EXERCISE REQUIREMENTS: Scan the material below for every line with the string "mountain", and copy those lines.

○ ○ ○ ○

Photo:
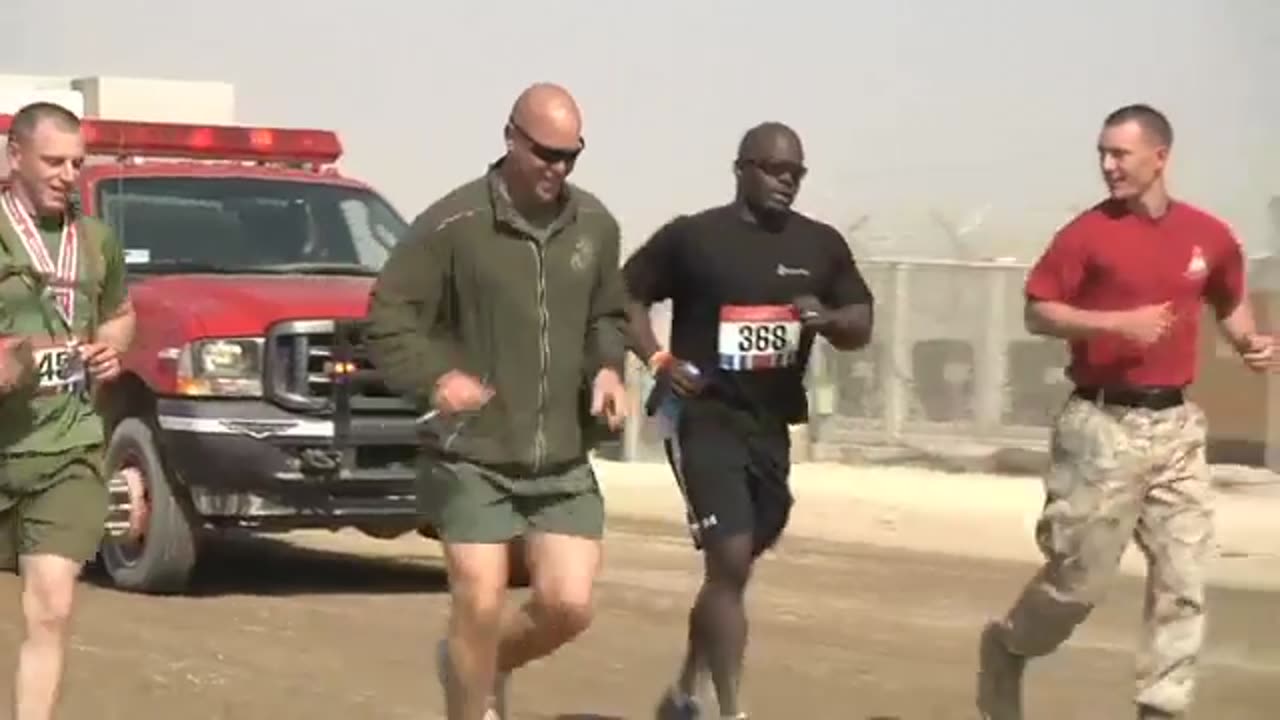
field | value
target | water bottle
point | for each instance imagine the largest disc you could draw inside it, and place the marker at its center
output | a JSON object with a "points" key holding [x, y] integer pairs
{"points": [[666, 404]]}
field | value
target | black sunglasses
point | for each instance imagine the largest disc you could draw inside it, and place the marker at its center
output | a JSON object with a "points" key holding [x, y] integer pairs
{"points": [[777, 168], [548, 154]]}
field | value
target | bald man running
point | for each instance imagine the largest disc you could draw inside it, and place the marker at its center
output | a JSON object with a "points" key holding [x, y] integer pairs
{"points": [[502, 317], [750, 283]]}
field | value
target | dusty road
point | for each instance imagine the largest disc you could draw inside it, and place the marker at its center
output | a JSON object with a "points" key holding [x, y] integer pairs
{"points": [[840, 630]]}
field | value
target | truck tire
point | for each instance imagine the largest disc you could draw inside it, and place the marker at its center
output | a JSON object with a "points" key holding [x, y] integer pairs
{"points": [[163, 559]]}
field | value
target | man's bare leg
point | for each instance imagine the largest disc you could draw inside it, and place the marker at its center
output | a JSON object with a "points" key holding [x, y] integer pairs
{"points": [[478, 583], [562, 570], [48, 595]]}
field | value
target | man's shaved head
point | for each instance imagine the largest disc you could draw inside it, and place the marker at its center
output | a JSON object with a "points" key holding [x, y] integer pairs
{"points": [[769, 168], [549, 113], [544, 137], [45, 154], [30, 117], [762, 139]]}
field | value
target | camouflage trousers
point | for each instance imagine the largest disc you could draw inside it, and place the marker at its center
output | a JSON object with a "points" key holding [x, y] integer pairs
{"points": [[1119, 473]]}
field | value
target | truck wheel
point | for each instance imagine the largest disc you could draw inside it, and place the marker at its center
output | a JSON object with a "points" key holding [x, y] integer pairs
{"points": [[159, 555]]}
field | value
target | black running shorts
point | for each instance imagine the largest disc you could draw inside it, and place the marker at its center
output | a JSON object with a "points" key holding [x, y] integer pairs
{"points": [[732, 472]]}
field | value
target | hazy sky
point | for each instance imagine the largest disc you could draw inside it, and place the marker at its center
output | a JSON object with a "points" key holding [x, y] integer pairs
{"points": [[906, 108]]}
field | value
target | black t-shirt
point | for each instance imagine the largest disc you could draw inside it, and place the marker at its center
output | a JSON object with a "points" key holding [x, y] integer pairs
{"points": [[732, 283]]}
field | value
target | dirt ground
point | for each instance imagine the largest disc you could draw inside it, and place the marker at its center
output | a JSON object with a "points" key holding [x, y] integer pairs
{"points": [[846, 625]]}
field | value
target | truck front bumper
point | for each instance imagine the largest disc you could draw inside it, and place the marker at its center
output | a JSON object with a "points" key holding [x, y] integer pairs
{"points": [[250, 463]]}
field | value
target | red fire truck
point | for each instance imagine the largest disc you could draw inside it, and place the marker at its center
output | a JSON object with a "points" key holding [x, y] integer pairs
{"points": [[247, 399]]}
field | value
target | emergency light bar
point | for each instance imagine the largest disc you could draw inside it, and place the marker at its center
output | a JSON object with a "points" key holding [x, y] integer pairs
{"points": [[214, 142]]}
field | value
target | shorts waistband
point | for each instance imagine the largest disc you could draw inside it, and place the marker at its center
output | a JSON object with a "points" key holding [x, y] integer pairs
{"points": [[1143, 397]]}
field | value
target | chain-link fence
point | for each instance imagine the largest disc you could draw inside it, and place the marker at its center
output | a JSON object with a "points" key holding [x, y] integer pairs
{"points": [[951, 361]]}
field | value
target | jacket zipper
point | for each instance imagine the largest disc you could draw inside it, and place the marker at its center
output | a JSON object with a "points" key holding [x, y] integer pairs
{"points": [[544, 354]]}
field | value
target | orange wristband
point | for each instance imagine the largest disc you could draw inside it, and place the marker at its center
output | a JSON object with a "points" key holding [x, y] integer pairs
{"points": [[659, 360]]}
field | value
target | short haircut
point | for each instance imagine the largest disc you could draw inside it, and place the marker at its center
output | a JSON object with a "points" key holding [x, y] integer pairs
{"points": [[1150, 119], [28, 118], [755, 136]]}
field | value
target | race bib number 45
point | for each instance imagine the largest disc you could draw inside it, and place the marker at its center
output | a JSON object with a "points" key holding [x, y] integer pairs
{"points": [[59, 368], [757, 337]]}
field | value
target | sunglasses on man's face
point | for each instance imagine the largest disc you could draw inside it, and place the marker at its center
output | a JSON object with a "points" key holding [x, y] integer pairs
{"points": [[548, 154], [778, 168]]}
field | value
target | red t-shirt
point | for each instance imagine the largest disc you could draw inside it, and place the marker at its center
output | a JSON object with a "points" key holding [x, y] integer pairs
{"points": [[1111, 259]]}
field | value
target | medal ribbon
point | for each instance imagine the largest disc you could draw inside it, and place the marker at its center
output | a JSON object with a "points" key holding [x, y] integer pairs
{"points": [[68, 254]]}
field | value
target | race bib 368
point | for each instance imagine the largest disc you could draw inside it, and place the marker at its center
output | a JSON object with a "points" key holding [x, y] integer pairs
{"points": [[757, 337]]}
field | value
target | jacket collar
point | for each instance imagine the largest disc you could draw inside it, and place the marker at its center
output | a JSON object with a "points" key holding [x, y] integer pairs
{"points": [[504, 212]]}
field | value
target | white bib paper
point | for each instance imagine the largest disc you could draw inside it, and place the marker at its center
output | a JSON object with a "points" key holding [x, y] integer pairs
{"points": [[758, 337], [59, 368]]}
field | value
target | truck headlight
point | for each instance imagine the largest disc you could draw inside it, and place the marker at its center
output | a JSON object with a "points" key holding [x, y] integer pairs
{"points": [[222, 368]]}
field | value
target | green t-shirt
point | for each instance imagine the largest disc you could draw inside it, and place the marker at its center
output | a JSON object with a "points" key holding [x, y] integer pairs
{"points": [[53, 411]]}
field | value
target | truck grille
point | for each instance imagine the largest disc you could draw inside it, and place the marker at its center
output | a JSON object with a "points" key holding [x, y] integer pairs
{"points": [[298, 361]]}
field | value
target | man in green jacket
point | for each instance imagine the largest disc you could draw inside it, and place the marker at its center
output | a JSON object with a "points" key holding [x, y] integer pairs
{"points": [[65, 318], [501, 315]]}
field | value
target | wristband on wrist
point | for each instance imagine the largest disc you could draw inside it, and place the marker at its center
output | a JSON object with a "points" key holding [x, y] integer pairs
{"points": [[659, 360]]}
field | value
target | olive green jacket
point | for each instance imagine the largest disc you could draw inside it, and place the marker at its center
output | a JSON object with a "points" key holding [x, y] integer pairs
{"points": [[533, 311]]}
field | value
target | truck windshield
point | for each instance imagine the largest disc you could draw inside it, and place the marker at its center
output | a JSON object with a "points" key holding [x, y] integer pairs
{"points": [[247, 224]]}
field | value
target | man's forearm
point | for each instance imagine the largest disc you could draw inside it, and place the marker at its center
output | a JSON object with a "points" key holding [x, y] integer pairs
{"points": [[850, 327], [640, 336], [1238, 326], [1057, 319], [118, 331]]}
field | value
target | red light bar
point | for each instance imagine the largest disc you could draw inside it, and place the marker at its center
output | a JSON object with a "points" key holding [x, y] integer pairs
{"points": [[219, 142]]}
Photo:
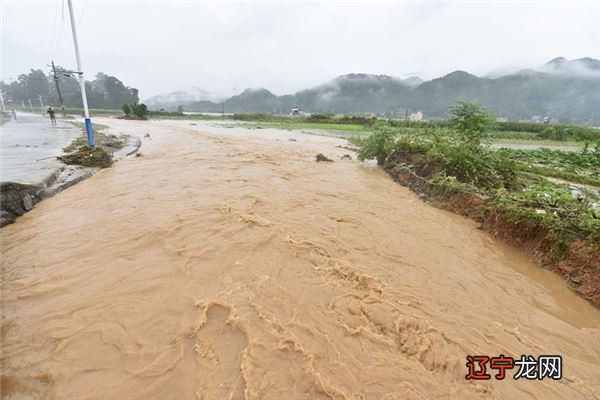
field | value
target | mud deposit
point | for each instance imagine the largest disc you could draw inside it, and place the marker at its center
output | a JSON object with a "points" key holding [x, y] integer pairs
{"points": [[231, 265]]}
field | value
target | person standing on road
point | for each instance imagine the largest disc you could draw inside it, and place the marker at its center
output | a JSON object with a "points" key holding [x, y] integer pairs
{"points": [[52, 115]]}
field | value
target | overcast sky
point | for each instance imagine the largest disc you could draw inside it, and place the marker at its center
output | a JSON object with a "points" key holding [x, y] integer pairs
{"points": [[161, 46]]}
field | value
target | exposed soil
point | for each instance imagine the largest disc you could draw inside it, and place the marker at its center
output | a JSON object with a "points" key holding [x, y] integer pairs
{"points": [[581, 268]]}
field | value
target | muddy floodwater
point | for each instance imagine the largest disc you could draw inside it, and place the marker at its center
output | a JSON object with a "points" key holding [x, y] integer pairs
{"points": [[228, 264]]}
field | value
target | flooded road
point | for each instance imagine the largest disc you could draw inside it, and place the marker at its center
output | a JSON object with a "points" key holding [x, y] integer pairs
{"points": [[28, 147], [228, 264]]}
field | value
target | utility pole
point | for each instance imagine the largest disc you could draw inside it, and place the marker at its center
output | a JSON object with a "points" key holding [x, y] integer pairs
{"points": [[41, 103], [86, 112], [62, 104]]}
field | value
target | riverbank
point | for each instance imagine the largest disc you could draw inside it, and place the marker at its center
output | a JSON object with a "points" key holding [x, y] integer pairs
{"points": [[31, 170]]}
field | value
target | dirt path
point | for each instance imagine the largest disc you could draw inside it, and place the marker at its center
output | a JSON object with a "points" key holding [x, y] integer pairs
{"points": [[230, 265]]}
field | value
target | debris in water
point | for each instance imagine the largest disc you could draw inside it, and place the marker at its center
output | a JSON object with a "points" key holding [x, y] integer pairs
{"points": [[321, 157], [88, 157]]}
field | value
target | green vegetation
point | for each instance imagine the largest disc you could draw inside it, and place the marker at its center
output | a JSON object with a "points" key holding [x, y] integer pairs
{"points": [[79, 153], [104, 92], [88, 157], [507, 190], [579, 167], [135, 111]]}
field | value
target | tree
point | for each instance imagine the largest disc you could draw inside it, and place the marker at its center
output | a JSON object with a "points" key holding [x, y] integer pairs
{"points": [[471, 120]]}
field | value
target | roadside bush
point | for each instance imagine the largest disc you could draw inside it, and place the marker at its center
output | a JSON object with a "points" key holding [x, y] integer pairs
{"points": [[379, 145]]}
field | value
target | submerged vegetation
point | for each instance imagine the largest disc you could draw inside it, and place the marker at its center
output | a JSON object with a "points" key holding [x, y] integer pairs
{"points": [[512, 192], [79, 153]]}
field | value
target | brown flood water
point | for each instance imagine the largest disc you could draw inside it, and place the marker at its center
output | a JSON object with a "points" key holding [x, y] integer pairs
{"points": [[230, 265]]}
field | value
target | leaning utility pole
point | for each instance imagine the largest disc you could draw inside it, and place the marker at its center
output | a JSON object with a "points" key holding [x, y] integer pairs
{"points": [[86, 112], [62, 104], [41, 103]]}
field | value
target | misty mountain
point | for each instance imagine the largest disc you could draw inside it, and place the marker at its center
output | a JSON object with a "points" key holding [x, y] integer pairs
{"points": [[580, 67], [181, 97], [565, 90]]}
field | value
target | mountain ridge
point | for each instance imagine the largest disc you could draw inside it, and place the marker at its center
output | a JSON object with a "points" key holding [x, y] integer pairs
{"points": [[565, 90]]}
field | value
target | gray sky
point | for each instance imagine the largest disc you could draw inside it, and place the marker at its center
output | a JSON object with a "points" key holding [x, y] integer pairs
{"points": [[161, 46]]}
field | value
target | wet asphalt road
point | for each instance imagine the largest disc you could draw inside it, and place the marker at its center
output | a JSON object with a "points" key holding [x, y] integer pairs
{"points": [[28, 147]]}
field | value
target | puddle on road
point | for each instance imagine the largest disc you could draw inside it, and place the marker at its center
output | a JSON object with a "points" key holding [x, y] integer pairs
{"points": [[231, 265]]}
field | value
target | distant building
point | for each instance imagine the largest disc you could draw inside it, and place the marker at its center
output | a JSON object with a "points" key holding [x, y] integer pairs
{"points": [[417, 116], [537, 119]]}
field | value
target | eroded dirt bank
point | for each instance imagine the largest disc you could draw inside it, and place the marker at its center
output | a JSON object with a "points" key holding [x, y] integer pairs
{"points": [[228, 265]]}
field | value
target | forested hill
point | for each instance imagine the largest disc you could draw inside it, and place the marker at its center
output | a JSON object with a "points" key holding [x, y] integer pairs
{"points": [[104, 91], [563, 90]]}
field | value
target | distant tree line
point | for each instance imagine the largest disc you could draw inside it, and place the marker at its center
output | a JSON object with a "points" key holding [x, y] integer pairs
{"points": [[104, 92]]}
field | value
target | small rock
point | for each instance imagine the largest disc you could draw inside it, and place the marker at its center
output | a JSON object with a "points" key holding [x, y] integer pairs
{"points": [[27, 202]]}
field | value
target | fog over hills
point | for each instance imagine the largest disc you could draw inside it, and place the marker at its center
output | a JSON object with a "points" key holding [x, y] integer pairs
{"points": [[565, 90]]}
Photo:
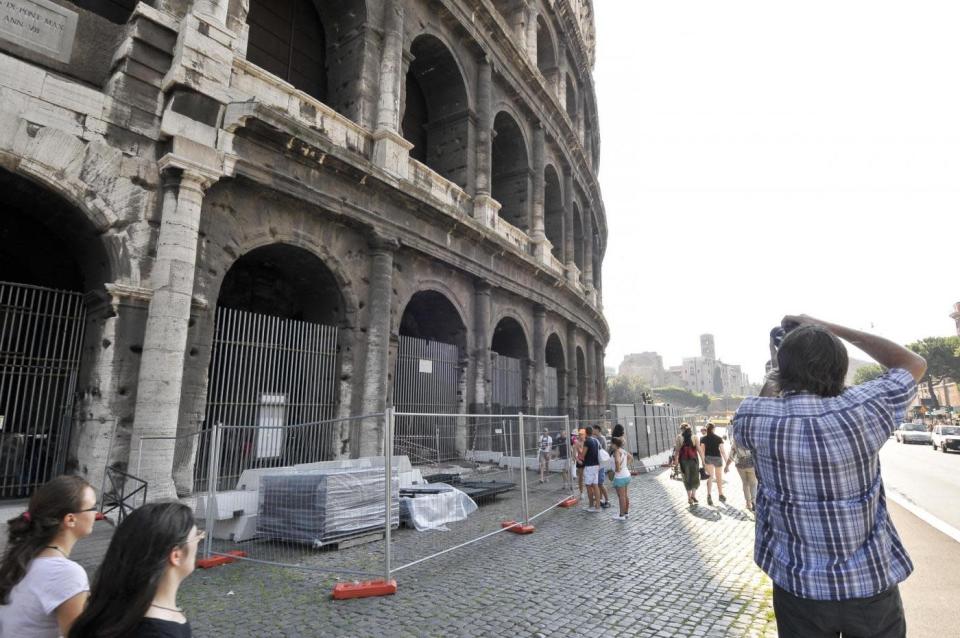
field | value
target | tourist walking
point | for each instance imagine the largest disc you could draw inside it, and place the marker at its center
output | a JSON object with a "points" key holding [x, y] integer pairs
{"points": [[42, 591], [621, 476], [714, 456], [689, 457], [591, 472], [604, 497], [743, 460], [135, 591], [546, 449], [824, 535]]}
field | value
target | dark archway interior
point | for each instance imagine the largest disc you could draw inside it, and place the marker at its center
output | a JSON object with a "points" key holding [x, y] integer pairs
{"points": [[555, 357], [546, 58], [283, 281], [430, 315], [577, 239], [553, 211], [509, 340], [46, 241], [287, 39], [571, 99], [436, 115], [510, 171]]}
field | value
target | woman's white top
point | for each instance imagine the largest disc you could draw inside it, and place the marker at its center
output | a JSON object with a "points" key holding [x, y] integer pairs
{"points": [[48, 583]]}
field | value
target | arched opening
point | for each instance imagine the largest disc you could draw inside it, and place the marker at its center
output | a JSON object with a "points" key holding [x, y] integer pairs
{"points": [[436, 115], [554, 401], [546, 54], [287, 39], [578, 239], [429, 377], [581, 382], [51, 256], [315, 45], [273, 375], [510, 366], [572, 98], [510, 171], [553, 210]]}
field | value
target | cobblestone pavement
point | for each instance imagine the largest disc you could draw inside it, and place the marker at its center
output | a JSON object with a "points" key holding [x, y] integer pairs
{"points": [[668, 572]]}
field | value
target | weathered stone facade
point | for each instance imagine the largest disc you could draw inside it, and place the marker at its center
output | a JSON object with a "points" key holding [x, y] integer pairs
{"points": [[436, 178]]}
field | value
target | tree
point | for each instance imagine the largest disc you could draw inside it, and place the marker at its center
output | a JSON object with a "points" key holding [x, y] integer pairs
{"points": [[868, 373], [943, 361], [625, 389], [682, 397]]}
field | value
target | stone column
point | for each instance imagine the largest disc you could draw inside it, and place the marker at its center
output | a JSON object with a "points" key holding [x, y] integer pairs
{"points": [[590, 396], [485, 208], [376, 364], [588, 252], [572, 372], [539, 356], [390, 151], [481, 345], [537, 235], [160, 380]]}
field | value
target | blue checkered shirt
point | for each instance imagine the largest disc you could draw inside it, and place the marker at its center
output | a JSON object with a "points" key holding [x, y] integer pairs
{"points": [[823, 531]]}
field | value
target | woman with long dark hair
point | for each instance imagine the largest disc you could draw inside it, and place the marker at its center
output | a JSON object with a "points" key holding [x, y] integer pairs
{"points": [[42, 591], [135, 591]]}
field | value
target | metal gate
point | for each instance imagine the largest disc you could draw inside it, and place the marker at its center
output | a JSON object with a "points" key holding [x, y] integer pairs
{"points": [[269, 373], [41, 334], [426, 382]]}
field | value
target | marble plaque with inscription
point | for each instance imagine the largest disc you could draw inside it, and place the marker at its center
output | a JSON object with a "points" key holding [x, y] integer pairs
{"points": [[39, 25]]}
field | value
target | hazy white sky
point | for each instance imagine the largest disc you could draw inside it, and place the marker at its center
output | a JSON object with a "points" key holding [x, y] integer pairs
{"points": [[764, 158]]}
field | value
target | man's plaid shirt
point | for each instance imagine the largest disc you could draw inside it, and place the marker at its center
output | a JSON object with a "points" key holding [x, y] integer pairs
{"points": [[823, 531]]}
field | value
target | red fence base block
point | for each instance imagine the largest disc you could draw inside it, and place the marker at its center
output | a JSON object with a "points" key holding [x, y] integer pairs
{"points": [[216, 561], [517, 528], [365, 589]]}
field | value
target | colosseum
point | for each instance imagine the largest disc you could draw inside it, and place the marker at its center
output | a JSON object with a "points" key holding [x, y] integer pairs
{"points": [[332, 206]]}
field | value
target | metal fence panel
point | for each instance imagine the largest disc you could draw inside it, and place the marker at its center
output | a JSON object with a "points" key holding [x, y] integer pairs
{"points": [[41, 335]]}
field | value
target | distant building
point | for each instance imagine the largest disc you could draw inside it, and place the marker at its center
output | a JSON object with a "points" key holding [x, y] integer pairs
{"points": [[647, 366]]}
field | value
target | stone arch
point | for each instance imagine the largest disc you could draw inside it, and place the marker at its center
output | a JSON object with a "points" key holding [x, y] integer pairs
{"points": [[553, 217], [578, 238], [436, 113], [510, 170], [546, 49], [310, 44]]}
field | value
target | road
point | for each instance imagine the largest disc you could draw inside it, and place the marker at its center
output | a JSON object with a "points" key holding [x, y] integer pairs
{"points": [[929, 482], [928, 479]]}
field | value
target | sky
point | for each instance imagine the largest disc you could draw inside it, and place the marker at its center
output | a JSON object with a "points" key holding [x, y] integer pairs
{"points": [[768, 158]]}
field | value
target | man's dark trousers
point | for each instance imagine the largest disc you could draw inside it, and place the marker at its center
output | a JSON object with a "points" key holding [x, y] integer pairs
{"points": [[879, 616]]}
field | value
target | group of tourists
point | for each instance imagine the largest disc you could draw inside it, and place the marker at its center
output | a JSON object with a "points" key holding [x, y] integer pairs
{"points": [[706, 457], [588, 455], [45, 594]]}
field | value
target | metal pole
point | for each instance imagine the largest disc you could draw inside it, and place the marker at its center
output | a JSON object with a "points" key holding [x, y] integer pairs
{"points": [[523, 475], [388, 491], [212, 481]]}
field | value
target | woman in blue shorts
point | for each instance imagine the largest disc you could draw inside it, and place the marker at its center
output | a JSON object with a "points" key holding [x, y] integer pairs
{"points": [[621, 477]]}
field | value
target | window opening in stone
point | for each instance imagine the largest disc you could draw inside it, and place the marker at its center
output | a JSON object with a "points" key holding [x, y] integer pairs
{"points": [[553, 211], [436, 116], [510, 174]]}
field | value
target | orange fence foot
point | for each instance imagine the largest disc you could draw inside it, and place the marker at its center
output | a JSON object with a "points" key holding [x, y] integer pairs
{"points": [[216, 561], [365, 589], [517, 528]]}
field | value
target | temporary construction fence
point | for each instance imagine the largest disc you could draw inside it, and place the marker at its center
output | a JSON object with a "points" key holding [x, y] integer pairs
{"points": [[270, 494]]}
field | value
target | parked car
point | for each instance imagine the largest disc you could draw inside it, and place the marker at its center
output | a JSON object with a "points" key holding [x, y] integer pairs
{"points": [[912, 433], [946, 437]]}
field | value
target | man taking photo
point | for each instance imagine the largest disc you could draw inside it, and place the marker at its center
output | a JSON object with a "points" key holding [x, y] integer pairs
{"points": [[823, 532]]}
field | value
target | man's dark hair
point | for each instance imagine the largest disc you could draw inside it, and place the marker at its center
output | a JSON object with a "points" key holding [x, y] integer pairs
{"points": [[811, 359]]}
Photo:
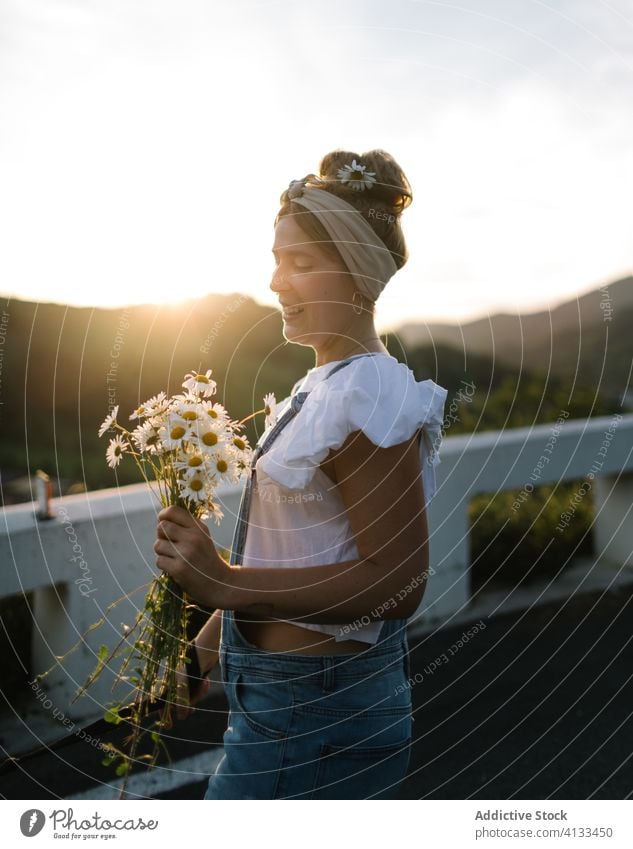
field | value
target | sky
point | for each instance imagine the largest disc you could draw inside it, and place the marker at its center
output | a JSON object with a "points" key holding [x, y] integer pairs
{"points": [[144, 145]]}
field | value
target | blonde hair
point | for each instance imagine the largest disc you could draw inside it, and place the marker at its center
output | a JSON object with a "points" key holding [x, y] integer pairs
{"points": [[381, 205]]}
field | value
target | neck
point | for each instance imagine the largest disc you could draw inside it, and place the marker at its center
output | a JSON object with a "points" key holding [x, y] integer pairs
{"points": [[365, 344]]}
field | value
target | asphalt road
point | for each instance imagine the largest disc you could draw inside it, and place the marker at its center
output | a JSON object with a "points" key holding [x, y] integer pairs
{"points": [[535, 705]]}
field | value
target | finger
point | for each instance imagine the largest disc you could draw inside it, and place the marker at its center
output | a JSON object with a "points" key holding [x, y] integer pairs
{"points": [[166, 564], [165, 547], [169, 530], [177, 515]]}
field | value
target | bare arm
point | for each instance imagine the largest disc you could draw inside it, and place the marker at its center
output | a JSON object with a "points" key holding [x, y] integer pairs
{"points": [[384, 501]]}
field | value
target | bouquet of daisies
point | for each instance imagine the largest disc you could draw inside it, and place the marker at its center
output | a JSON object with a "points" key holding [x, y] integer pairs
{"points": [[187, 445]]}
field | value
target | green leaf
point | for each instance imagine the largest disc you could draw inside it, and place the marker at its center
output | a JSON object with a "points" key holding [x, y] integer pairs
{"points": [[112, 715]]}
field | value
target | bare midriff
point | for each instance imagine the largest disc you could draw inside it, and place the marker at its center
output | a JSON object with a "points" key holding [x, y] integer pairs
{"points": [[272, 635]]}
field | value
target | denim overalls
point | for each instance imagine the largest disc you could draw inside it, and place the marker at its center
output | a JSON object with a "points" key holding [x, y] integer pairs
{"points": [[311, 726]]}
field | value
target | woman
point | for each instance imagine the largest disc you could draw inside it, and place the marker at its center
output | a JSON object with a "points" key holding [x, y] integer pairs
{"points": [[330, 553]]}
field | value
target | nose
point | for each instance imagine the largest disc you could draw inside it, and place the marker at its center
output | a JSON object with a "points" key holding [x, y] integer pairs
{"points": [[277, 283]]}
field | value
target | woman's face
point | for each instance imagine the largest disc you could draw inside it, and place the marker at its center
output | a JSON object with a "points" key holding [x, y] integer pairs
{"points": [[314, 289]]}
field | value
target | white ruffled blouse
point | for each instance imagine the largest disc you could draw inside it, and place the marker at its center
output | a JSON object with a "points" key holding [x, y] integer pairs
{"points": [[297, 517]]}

○ ○ ○ ○

RESPONSE AREA:
target | misty mountain
target | mountain ridge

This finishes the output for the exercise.